*Problem description*
Count the lines in the records below that contain the string "black". Reply with that number only.

*Records in a dataset*
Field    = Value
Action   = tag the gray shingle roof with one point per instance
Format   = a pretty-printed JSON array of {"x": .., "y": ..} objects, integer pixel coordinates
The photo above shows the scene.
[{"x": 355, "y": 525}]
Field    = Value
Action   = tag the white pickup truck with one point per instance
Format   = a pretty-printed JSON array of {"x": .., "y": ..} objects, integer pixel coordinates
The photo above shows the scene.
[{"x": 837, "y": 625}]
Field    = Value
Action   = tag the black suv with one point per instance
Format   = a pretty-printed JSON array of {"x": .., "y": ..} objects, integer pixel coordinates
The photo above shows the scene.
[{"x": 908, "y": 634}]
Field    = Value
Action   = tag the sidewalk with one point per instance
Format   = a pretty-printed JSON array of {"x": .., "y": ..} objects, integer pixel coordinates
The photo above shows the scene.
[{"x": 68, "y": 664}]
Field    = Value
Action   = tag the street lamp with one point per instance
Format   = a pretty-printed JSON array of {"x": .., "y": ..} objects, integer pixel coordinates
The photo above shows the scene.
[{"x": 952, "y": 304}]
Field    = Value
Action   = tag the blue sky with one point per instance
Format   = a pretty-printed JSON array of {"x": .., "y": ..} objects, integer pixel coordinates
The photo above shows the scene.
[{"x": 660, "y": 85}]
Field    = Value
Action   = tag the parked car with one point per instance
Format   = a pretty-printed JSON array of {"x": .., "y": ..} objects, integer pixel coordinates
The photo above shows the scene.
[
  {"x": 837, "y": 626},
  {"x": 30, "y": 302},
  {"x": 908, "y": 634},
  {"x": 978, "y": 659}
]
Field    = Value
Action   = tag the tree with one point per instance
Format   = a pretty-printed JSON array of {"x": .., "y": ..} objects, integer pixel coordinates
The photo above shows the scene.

==

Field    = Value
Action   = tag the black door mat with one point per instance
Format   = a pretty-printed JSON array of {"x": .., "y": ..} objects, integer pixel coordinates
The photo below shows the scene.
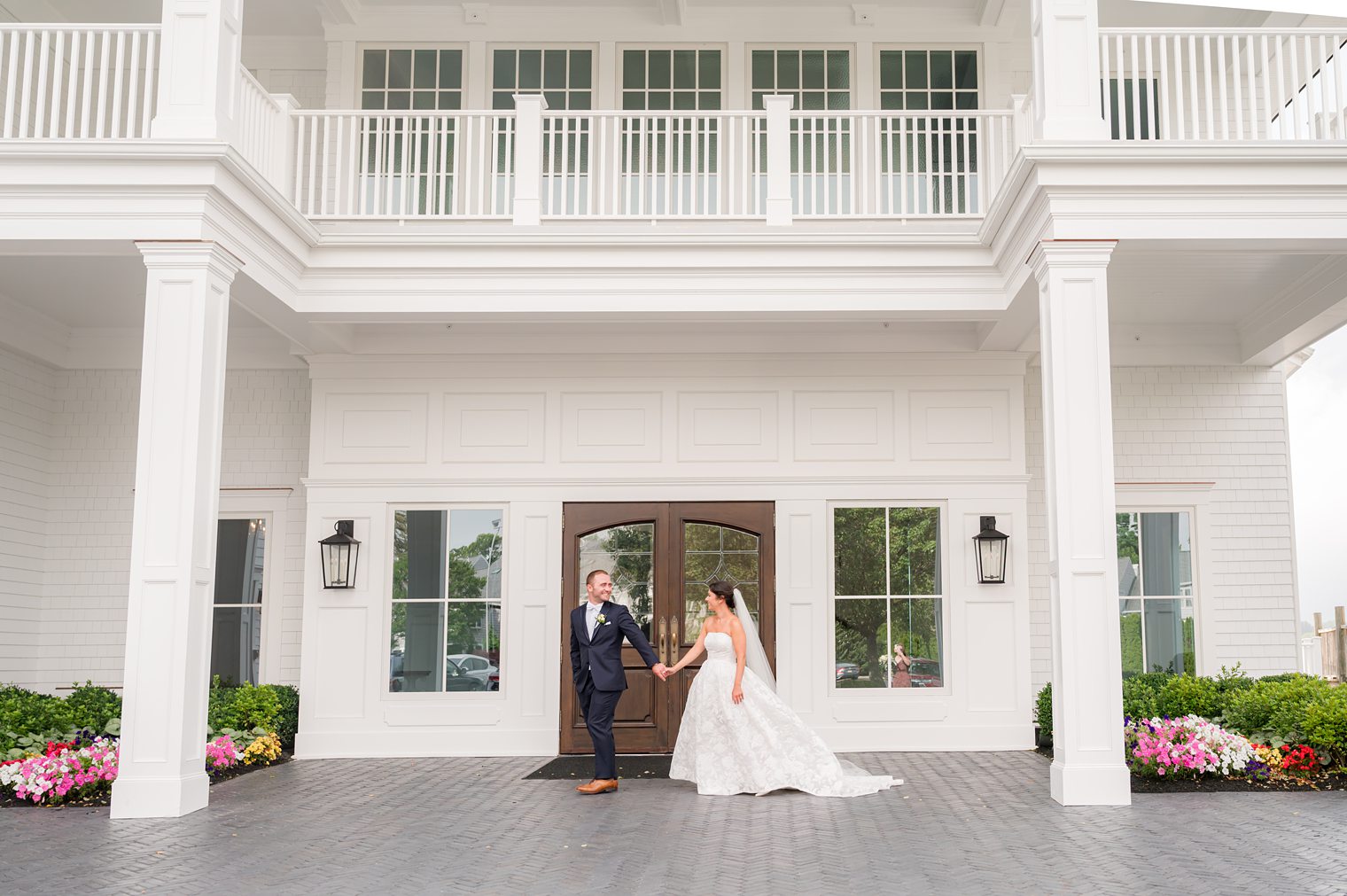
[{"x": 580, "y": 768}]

*Answer for the task*
2